= Task instructions =
Continue the piece on running locomotives and their cab controls, picking up after its last sentence.

= Document text =

When I ran a small oil-fired steam switch engine at the Southeastern Railway Museum, the main concern was a) not going too fast for a small, circular track, and b) making sure there wasn’t anything or anyone on the track ahead. I never failed to suprise me how many parents would bring small children to the museum and not watch them, even though we had an engine running and there was sometimes broken glass from cars that had been vandalized before we got them. We had signs all over the place telling people to stay off the equipment because it wasn’t safe, but they would actually put their kids up on stuff, going under ropes or barracades to do so. When I would sound the whistle to warn that the engine (dear old No. 97!) was coming around a curve to the loading area, several times I had mothers yell at me because “You scared my child!!”
So, no steering. Just a lot of watching. It sure was fun, though!
(Another steam engineer here)
First, what a steam engine backhead looks like:
That photo has nice labels to let you know what things do, and keep in mind that that locomotive is rather large and more complex than the one I work on. The fireman would be responsible for maintaining a healthy fire (wood, coal, whatever) and keeping the pressure at the correct level. For the engineer, he’s mainly concerned with the throttle (in a steam locomotive, the throttle opens a valve that admits steam to the dry pipe and into the cylinders), Johnson bar (the “transmission” of a steam locomotive; if the bar is all the way forward, steam is admitted into the cylinder for the duration of piston stroke and the wheels go forward. If the bar is all the way back, same thing except the wheels turn backwards. After we get going, we apply “cutoff” by easing the bar back nearly to halfway, admitting only enough steam to keep us at speed. Wow, that was a long parenthetical), and brakes.
Generally, the fireman also handles boiler water level.
The next photo is of a so-called AAR (Association of American Railroads) control stand:
AAR Control Stand
They cut the brake levers out, but you can see the light gray section at the far left. There are two handles there; the top is the “automatic” or trainline brake, which applies BOTH the brakes on the locomotives and the brakes on the cars. The bottom lever is the “independant” or locomotive brake, which applies only engine brakes.
The vertical handle just to the right of the brake stand is the horn lever. Pull it toward you to sound the air horn.
The red button is the “alerter reset” button. After a certain period of time (generally about 30 seconds) of inactivity (no blowing the horn, no touching the throttle or brakes) an alarm will sound, and the engineer must press that button or manipulate a control or the locomotive will cut out the traction motors, apply the emergency brake, and stop.
The switches are for lights and such.
The top horizontal lever in the middle of the photo is the throttle, divided into 8 “notches” plus idle (where it is in the photo.) Pull it toward you once, and you’re in Notch 1, the lowest power setting. Notch 8 is wide open.

= Record list =
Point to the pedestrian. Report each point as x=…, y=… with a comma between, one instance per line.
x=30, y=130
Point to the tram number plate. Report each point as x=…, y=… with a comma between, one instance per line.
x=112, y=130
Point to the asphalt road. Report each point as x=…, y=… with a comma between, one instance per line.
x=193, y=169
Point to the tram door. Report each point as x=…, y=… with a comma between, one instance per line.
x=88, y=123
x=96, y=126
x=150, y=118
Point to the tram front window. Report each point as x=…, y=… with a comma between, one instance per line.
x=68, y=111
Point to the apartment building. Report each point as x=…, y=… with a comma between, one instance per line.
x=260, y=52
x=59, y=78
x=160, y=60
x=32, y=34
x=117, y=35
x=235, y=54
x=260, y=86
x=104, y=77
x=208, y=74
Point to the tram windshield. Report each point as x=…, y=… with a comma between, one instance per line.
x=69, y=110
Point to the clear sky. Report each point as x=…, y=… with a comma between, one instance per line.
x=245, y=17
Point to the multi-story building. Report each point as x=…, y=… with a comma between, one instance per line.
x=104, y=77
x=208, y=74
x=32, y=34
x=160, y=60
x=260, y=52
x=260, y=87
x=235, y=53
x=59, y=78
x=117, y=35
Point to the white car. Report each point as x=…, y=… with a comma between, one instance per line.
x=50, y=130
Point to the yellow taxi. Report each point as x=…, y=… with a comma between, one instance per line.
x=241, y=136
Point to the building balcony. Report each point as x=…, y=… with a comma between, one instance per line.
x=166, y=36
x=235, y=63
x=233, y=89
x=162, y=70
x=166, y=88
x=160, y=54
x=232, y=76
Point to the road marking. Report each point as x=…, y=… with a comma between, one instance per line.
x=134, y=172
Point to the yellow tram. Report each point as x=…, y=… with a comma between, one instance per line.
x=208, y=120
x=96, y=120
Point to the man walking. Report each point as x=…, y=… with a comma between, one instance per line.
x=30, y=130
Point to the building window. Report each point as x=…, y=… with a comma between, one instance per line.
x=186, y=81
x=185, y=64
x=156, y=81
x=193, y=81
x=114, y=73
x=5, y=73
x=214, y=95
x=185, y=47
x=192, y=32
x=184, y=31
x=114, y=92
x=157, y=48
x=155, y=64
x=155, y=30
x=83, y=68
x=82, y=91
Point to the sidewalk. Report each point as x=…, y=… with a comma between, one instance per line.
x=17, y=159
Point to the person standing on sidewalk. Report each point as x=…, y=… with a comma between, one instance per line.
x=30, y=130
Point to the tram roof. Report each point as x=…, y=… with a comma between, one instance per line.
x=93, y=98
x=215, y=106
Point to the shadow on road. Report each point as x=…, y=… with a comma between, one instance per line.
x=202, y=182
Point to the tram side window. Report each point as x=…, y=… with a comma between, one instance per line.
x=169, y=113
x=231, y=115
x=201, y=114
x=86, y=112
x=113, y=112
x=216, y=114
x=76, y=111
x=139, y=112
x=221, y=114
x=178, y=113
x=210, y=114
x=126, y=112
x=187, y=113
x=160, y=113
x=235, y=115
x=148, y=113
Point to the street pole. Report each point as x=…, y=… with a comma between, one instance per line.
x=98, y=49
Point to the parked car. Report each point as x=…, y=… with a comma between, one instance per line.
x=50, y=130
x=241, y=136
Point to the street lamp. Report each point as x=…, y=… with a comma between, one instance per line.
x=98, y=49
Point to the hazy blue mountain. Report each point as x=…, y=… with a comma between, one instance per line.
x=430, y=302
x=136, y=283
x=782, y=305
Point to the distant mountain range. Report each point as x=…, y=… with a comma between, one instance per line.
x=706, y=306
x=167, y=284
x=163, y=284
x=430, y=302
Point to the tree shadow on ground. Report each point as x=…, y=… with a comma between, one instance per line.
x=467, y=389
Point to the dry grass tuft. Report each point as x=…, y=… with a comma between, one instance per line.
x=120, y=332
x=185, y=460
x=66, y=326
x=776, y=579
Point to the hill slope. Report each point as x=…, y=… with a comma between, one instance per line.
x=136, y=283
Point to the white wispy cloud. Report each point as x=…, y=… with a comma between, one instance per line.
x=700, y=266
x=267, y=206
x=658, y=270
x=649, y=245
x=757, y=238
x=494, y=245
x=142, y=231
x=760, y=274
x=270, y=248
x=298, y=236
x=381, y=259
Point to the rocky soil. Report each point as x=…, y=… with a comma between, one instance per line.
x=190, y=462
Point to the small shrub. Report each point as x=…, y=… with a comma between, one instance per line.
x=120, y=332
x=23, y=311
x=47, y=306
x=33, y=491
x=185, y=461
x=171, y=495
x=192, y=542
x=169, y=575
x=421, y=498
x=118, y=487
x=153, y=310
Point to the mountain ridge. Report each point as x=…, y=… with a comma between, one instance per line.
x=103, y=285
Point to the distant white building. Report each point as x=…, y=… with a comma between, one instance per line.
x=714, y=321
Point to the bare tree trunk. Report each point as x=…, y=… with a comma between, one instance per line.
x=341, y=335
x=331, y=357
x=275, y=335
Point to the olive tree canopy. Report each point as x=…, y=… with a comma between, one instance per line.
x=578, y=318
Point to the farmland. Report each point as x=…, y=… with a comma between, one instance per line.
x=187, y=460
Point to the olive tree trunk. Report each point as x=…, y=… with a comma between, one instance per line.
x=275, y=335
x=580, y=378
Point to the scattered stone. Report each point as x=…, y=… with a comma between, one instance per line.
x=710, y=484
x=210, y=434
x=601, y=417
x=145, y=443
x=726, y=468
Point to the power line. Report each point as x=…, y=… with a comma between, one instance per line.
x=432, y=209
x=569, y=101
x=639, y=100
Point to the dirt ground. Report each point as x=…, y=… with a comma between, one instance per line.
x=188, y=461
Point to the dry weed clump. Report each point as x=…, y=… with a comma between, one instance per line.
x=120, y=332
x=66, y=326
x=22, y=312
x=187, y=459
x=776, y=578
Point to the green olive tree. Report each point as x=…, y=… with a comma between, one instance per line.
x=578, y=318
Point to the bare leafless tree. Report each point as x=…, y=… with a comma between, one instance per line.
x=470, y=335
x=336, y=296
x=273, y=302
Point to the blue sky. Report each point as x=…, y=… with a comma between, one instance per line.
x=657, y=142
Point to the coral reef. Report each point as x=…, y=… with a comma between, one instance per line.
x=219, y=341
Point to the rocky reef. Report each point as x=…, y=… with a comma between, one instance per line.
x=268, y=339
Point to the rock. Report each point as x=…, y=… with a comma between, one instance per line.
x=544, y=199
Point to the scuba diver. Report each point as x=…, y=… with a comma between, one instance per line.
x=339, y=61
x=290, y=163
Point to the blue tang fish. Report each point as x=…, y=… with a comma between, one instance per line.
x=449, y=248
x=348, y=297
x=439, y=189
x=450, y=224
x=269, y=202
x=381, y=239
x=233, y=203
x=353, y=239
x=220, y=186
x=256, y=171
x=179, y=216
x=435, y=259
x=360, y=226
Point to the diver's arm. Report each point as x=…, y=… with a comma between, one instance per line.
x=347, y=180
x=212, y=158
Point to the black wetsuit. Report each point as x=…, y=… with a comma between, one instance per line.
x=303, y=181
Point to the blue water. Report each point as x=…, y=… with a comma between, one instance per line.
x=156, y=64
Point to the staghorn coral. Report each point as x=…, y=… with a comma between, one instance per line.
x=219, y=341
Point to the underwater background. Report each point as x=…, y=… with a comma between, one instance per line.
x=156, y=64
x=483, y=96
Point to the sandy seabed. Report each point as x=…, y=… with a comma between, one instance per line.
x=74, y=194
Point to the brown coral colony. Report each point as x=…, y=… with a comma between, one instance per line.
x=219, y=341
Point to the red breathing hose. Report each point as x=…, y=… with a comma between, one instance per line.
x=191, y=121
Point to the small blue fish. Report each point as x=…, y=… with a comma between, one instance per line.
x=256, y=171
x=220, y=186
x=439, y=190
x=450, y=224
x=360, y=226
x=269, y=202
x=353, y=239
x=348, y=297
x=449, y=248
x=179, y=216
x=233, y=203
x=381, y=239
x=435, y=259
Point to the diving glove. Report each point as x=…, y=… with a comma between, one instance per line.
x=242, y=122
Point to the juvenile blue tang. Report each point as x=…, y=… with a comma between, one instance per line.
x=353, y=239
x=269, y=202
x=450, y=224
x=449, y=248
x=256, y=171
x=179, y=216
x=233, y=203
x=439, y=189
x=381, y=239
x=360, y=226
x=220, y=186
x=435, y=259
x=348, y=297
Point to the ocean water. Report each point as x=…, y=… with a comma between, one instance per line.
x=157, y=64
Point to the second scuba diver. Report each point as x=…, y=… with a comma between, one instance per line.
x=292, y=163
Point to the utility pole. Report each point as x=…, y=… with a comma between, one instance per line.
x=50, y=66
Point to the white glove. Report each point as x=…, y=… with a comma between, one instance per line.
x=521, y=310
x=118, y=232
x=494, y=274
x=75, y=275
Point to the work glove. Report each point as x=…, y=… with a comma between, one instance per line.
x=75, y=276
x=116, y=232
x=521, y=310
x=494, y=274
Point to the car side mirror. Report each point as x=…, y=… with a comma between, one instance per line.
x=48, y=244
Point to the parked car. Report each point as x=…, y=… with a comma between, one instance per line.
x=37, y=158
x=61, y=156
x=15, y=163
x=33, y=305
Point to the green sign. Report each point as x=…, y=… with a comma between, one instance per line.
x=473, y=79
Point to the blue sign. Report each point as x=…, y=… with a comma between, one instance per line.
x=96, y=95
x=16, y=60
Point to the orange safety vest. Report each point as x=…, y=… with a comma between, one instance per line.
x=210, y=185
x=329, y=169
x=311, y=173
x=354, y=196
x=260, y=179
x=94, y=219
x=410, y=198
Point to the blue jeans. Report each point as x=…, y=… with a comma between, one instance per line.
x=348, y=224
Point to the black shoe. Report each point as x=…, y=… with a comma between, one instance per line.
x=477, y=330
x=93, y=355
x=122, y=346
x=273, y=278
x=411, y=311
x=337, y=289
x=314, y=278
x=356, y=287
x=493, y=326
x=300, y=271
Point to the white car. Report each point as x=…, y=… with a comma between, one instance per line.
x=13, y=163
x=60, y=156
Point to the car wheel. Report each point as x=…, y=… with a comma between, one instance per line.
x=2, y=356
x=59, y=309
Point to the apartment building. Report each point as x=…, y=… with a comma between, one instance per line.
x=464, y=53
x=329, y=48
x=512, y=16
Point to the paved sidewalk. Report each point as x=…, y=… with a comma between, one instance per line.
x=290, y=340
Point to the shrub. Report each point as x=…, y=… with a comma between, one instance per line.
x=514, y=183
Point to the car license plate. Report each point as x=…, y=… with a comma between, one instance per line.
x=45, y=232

= Answer to the exercise =
Below that lever is the reverser. It is in forward in the photo, so the train moves forward.
Above the throttle you can see a patch of steel. That’s where the dynamic brake lever would be. Typically they were also subdivided into notches, but it looks like this locomotive had the dynamics pulled. Dynamic brakes, in essence, reverse the traction motors. The train rolls against them and generates electricity (and resistance) and the energy is let go by way of giant toaster coils outside. Used to be an option, and mostly used on mountain lines, but dynamics are very common today.
The two large gauges at top left are air. Each has 2 needles. The engineer can see how much air: is in the main res, or tank of the locomotive, is in the brake pipe running the length of the train, is in the brake cylinder of the locomotive, and is in the equalizing res of the locomotive. It’s a little complex to explain, but that’s what they are.
The smaller gauge in the middle at the top is the ammeter. It lets the engineer how the traction motors are “loading” when he opens the throttle. When you first notch up, the needle will jump, but as the motors load it will gradually fall to a lower number. Too much amperage at once will break a knuckle.
Finally, we have the new “desktop” control stand:
This operates on the same principle as above, except the levers are vertical and the gauges are digital.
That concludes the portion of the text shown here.